### Extracted information
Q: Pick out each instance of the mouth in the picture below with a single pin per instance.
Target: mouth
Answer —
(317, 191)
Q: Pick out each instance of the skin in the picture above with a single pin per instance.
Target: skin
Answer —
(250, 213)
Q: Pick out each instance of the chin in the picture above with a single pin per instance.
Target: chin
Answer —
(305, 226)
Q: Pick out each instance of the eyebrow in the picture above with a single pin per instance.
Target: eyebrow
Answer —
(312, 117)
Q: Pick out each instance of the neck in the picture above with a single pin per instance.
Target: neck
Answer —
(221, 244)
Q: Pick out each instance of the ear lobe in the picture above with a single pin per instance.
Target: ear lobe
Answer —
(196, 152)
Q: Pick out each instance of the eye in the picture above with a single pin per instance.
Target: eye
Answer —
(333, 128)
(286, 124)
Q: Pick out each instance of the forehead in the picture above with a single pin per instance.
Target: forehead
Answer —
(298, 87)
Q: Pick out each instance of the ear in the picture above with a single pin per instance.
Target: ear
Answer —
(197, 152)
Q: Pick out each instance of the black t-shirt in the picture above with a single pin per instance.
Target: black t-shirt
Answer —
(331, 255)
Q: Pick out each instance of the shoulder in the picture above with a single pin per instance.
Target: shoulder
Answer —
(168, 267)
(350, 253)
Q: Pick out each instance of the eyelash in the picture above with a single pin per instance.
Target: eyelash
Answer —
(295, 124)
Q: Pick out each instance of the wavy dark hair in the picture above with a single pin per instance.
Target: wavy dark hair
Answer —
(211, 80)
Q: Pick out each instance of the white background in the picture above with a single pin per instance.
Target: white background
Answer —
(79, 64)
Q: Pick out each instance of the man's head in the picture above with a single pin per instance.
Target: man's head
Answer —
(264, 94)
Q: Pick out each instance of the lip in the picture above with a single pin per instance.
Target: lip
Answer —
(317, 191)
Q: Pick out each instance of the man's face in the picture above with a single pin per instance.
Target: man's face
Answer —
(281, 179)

### Direction
Reproduce everything from the line containing "Q: Pick out each instance of the wavy" down to the last line of the records above, including both of those lines and the requests between them. Shift every coordinate in the answers by -12.

### Task answer
Q: Pick out each instance of the wavy dark hair in the picture above with a single pin per instance.
Target: wavy dark hair
Answer —
(199, 68)
Q: Pick out each instance of the white background in the picture above with a single pin per instance.
Target: white background
Answer —
(67, 52)
Q: Pick out each instance of the man's head in the picture above with a single pin per instance.
Target: man's head
Answer —
(252, 82)
Q: Pick out each instance of the lip in the picture above with a single pin per instance.
Target: lip
Answer —
(305, 179)
Q: Pick out each instance of the man's face in the picture above with a single pin per instance.
Target: man's face
Answer —
(269, 167)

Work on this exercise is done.